Vorliegender Text:
---------------

Historisch

Rosemarie Wermbter. Ein Jahrhundertleben

Christina Seidel

Im hohen Alter von 97 Jahren verstarb am 17. April 2018 Rosemarie Wermbter unter dramatischen Umständen.

Wie an vielen Tagen zuvor, an denen das Wetter es zuließ, hatte sie mit ihrem Rollator einen Rundgang über die Felder der Stuttgarter Umgebung des Nikolaus Cusanus Hauses gemacht. Seit einem Schlaganfall auf ihrer letzten Reise ins Burgenland bewohnte sie ein kleines Zimmer in diesem Seniorenheim. Geistig klar und nach wie vor wach und interessiert an allem, was in der Welt geschah, hatte sie sich auf ihre nüchterne und unsentimentale Art mit dem Verlust ihrer lebenslangen Selbstständigkeit abgefunden. Der Schlaganfall hatte zu einer beträchtlichen Einschränkung ihres Sehvermögens geführt. Nach ihrem Spaziergang war sie schon fast wieder am Eingang des Hauses angelangt, als sie einen Lieferwagen, der langsam auf den Hof rollte, nicht wahrnahm und ihn mit der vollen Wucht ihres energischen Schrittes mit dem Rollator rammte. Sie stürzte schwer, kam ins Krankenhaus, wurde noch am gleichen Abend operiert, doch das Herz verkraftete den Eingriff nicht mehr, sie verstarb am nächsten Abend.

Geboren wurde Rosemarie Wermbter am Sonntag, den 6. Februar 1921 in Ober-Lazisk in Oberschlesien. Dort war ihr Vater Direktor eines Steinkohlebergwerkes und verantwortlich für 3000 Mitarbeiter. Mit ihrer vier Jahre jüngeren Schwester Liselotte verlebte sie eine unbeschwerte Kindheit. Die harmonische Beziehung der Eltern durchwärmte die ersten Jahre. Gerne erzählte sie noch im hohen Alter von ihren Erinnerungen an das schöne Haus mit dem großen Selbstversorgergarten und den vielen Ausflügen in die Umgebung. In ihrem 14. Lebensjahr endete die glückliche Kindheit abrupt durch den Tod der geliebten Mutter nach kurzer Krankheit. Der Vater wollte seinen Töchtern weiterhin die Geborgenheit einer Familie geben und ging bald eine neue Ehe ein. Doch das Verhältnis zur neuen Frau blieb für beide Mädchen kühl und distanziert. Selbst als nach einiger Zeit noch ein Bruder geboren wurde, vermissten die Töchter das einstmals so harmonische Heim.

---------------

Arbeitsauftrag:
Schreiben Sie den Text über das Leben von Rosemarie Wermbter im Anschluss an seinen letzten Satz weiter.

---------------

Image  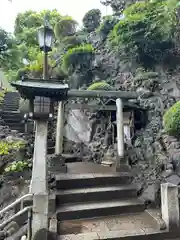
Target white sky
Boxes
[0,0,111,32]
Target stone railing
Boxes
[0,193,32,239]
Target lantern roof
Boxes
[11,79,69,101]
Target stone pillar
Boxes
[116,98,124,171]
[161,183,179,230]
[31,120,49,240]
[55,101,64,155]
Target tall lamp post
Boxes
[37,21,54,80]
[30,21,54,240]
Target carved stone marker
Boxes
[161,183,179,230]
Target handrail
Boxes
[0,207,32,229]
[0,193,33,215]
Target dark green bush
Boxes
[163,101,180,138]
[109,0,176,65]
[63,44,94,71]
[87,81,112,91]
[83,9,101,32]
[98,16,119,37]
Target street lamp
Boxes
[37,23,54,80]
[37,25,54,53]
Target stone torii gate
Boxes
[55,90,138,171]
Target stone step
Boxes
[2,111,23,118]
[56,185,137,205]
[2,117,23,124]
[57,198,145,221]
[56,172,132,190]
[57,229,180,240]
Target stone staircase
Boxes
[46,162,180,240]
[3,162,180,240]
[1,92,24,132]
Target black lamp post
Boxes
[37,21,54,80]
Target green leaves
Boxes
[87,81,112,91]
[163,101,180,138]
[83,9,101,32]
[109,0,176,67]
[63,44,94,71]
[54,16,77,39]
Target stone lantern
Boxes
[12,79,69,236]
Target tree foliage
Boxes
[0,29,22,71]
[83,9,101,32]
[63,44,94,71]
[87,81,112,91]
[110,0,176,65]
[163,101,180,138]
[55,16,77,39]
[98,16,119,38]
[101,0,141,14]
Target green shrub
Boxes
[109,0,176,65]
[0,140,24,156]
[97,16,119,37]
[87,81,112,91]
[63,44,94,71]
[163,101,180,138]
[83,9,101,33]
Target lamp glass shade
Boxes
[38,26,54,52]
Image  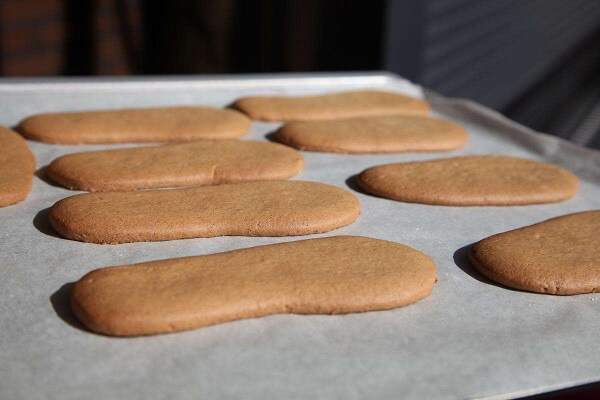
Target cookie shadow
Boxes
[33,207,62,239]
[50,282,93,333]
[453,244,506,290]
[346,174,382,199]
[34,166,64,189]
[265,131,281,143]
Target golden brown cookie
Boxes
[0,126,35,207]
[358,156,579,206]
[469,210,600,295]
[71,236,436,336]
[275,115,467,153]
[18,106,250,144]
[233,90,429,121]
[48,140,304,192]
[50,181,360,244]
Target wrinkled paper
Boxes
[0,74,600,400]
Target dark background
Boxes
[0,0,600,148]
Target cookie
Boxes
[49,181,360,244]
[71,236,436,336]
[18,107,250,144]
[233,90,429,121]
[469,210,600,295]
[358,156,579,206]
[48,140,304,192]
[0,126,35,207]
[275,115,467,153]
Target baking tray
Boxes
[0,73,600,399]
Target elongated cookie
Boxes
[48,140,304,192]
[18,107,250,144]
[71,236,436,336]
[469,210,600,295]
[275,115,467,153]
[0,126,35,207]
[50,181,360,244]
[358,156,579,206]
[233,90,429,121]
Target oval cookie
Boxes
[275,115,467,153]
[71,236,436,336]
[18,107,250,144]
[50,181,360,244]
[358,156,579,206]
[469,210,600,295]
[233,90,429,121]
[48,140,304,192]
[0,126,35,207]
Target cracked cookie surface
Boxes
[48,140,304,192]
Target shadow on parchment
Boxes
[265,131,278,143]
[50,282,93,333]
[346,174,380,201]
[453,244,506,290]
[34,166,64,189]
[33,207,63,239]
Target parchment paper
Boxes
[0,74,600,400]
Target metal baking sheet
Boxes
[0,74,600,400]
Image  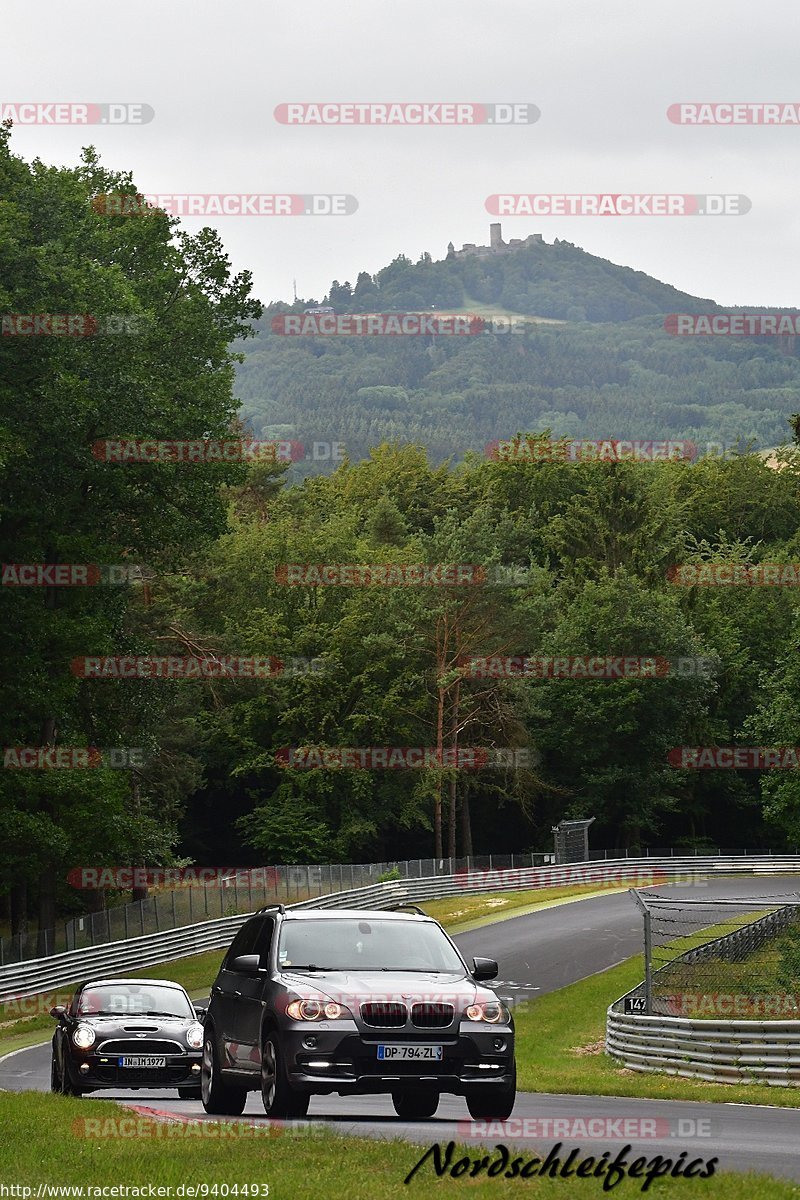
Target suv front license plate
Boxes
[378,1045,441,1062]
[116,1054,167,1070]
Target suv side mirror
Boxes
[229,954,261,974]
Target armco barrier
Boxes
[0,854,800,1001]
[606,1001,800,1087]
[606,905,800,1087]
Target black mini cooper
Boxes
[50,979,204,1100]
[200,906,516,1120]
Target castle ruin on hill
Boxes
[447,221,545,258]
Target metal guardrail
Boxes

---------------

Ergebnis der Übung:
Gleich nach ihrem Abitur verließ Rosemarie das Elternhaus, um in Berlin eine Ausbildung zur Bibliothekarin zu beginnen. Nach dem Staatsexamen für den mittleren Dienst an Volksbüchereien trat sie mit 20 Jahren in Thorn (heute Torun, Polen), der Stadt des Nikolaus Kopernikus, ihre erste Stelle an. Sie blieb von 1941 bis 1944 an diesem vom Krieg weitgehend verschonten Ort, bis sie zum Arbeitsdienst eingezogen wurde.

Im Februar 1945 vom Dienst beurlaubt, begab sie sich auf abenteuerlichen Wegen in den Wirren des Kriegsendes Richtung Westen, um ihre aus Oberschlesien geflüchteten Verwandten wieder zu finden. Erst jetzt erblickte sie die Zerstörungen des Krieges mit eigenen Augen und geriet mehrfach in Lebensgefahr.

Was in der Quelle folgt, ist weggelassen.